Point-per-instance localization data:
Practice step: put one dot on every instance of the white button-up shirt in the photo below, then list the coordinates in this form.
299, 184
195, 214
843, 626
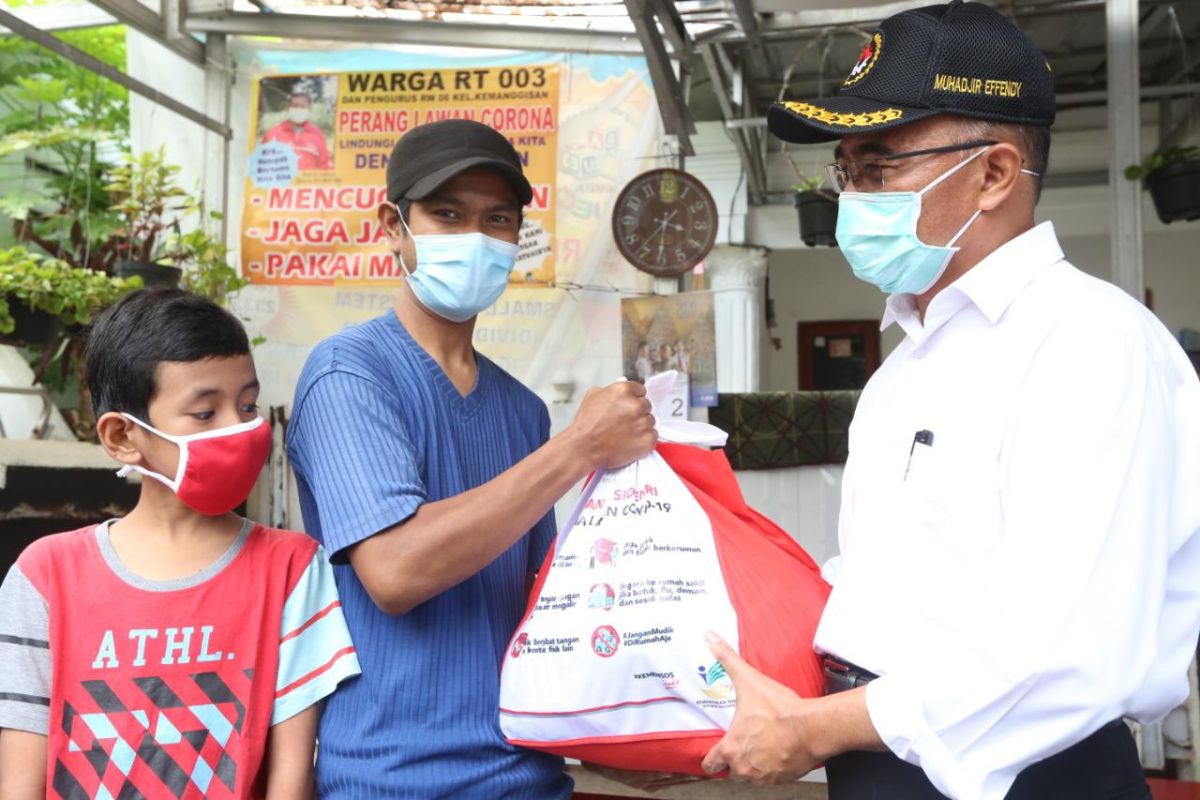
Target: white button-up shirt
1032, 571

◆ Work required:
The records are to be returned verbatim. Skip any picture they contain.

◆ Answer to the exercise:
Practice step: put one dot on every instance of the white button-up shirt in the photo below, then list the coordinates in this form.
299, 184
195, 214
843, 626
Target: white button-up shirt
1032, 571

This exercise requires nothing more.